[Records from a data source]
*****

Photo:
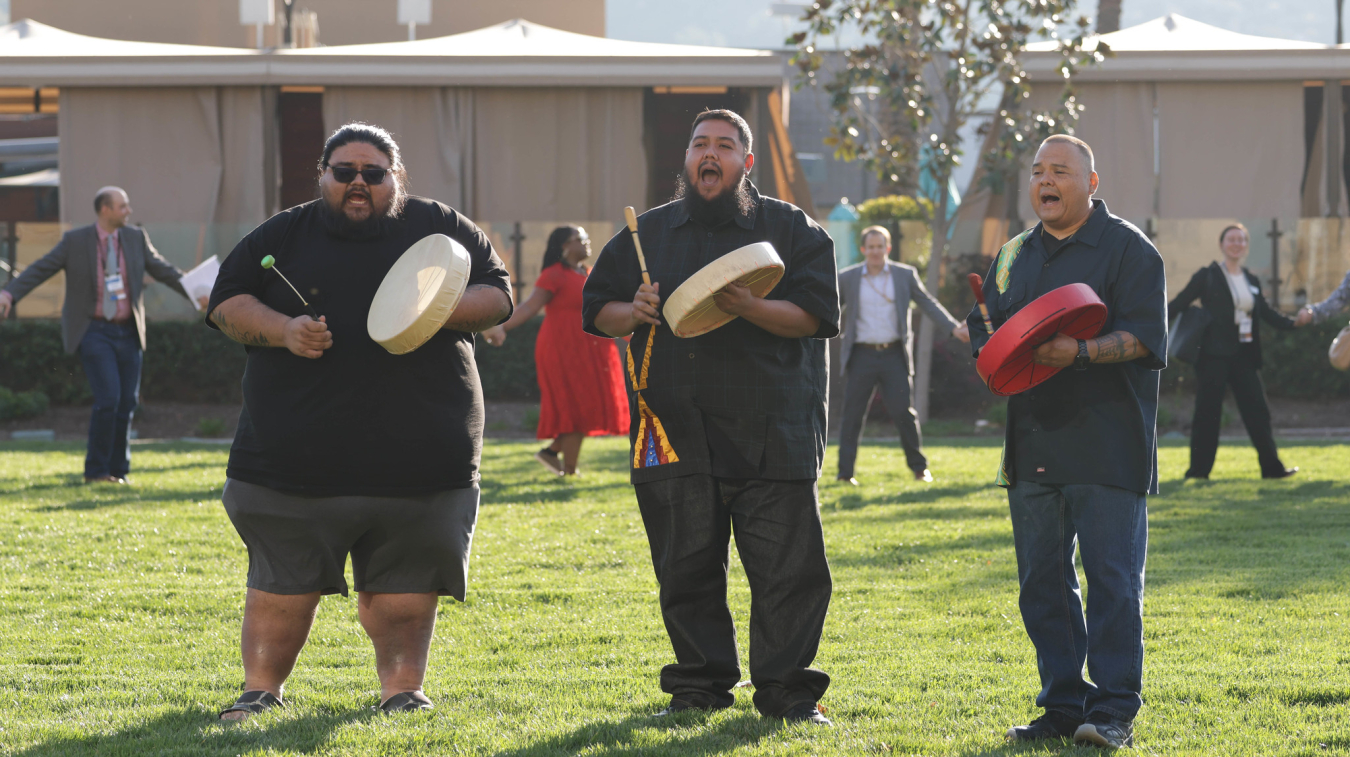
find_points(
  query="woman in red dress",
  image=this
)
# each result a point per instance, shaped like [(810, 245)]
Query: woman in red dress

*****

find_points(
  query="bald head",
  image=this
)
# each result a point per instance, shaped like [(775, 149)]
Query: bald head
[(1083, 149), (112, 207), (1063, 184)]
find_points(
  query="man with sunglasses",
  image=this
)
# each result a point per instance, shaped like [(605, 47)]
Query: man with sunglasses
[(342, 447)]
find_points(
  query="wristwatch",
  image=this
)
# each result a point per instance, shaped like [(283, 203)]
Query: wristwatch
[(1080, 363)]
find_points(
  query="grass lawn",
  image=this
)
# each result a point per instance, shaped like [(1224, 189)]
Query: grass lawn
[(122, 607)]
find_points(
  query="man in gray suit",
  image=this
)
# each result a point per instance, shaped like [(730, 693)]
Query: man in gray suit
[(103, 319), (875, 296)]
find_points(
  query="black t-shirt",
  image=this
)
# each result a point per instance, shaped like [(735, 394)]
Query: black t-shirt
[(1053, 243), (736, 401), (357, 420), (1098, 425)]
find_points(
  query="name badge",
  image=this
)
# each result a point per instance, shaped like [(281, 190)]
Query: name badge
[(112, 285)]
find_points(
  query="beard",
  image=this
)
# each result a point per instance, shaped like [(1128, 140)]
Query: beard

*****

- Exercise objective -
Look through the data and show every line containing "shaped".

- Exercise answer -
# each result a point per instance, shaped like [(810, 245)]
# each result a point per instance, shaped like [(775, 149)]
# each result a point per instance, shaped like [(605, 47)]
# each result a point per instance, shaped like [(283, 203)]
# each result a point per instance, shaped like [(1224, 189)]
# each result a point per instance, shaped like [(730, 693)]
# each result a point per instance, shaped like [(735, 394)]
# each result a point per instance, shaped like [(281, 190)]
# each result a point per instance, shaped like [(1128, 140)]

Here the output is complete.